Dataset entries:

"""

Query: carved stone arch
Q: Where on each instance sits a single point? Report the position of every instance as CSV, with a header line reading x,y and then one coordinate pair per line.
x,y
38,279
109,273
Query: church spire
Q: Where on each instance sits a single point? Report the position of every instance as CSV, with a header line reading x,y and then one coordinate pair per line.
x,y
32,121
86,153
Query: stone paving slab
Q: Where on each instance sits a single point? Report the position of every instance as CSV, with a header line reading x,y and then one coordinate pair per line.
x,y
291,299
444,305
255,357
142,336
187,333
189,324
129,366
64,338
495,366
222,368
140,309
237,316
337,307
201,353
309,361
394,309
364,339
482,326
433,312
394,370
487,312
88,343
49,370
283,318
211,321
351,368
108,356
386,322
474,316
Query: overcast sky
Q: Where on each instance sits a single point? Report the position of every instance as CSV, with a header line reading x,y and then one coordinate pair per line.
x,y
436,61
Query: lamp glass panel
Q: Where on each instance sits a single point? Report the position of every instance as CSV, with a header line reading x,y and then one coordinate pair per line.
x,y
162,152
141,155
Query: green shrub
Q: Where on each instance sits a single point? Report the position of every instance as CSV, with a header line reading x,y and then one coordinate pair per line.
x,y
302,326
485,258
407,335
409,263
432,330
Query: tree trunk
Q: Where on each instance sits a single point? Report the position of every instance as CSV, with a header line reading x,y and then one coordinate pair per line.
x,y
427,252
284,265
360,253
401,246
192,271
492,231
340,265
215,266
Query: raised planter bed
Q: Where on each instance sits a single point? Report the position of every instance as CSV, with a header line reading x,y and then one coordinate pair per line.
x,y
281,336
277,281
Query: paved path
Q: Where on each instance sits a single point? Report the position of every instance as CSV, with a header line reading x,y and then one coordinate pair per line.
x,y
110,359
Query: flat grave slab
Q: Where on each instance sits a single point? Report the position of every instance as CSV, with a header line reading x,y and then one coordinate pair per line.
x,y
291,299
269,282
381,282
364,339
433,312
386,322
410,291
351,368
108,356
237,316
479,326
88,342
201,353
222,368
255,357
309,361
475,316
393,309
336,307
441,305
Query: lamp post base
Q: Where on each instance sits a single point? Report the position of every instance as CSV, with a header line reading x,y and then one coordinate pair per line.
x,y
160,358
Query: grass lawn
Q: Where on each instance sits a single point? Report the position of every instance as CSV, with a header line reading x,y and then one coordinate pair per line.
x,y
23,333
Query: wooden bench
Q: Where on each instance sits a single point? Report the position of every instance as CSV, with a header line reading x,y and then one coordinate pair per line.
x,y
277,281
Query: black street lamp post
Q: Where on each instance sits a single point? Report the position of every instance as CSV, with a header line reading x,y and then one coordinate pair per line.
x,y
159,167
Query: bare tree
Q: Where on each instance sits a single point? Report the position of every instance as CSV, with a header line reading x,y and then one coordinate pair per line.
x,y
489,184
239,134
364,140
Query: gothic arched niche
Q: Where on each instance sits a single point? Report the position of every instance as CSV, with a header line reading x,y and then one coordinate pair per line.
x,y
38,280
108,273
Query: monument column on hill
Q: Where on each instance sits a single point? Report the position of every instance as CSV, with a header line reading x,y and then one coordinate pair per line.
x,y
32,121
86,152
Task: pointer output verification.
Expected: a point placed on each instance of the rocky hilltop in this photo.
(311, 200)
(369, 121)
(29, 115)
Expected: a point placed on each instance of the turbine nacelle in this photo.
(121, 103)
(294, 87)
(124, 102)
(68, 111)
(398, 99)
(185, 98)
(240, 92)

"""

**TASK GOAL**
Return the entries above word for word.

**ANSWER TO THIS PROBLEM**
Query: carved stone arch
Q: Where on each instance sits a single point? Report the position of every instance as CSV, with a header line reading x,y and then one coordinate pair per line.
x,y
38,279
109,273
Query: church spire
Q: Where on each instance sits a single point? Report the position of every instance as CSV, with a header line reading x,y and then one coordinate pair per line.
x,y
32,121
86,153
Query: stone paving slab
Q: Where on each instance sits a single point? Report the position of every instance as CSV, with a header line reading x,y and then one coordinate pair per line.
x,y
291,299
444,305
255,357
142,336
187,333
189,324
129,366
64,338
495,366
222,368
140,309
237,316
337,307
201,353
309,361
394,309
364,339
482,326
433,312
394,370
487,312
88,343
49,370
283,318
211,321
351,368
108,356
386,322
474,316
Query: overcast sky
Q: Where on each instance sits a single point? Report the position of every instance as CSV, with a header line reading x,y and then one coordinate pair per line.
x,y
436,61
Query: lamp glass panel
Q: Where on each instance sits a single point? Report the position of every instance as CSV, with a header line reading x,y and then one coordinate pair per line.
x,y
162,152
141,155
Query: green shrub
Q: Where on each instance sits a single point? Report the position of every instance as CSV, with a header line reading x,y and then one coordinate pair per line.
x,y
302,326
485,258
407,335
409,263
432,330
Query: tree trunk
Q: Where on each instance sits a single point? Report the position of every instance as CSV, with a header line reading x,y and then one coordinate pair per line.
x,y
427,252
284,265
360,253
401,246
192,271
492,231
340,265
215,266
Query: raised planter bed
Q: Where on each instance sits a single point? Report the position of every instance as CSV, with a header line reading x,y and then one coordinate pair per line.
x,y
281,336
277,281
Query: paved path
Q: Where on each instance sits a single point? Report the position of every instance as CSV, with a header line reading x,y and then one coordinate pair per line.
x,y
110,359
Query: flat grave slab
Q: Where on each instance sits a single point? Report the position of every instance as CSV, with a header line reading x,y and then one coordinate pair per line.
x,y
291,299
269,282
381,282
364,339
433,312
386,322
410,291
351,368
108,356
237,316
479,326
88,342
201,353
222,368
255,357
309,361
475,316
393,309
336,307
441,305
Query: lamp post base
Q: Where on each instance sits a single point? Report the position of every instance as CSV, with a header line reading x,y and then one coordinate pair per line.
x,y
160,358
Query: grass lawn
Q: Where on each instance sits a single point? Report the position of every instance as CSV, with a header line reading x,y and then one coordinate pair per line.
x,y
23,333
Query: wooden bench
Q: Where on each instance sits a single point? Report the position of every instance as CSV, with a header line reading x,y and then one coordinate pair per line.
x,y
277,281
Query: black street lamp post
Q: Where on each instance sits a single point? Report the position of every instance as CSV, with a header line reading x,y and then one coordinate pair per line.
x,y
159,167
Query: bare tree
Q: Where on each instance sits a single point? Report the position of every instance as CSV, with a header line reading x,y and then one coordinate pair per line.
x,y
489,184
239,134
364,140
Query: gothic arched niche
Q: Where on each instance sits a single point? Report the position of every instance as CSV, with a header line reading x,y and then one coordinate pair per line.
x,y
38,280
108,273
Query: monument column on hill
Q: Where on each instance sits a single point? Report the position of every instance as CSV, with a header line reading x,y and then one coordinate pair per line.
x,y
32,121
86,152
Task: pointer output verification.
Expected: a point placed on each instance of the rocky hilltop in this photo.
(311, 200)
(369, 121)
(29, 115)
Expected: a point placed on each instance of the turbine nacelle in this photo.
(121, 103)
(294, 87)
(124, 102)
(68, 111)
(398, 99)
(185, 98)
(240, 92)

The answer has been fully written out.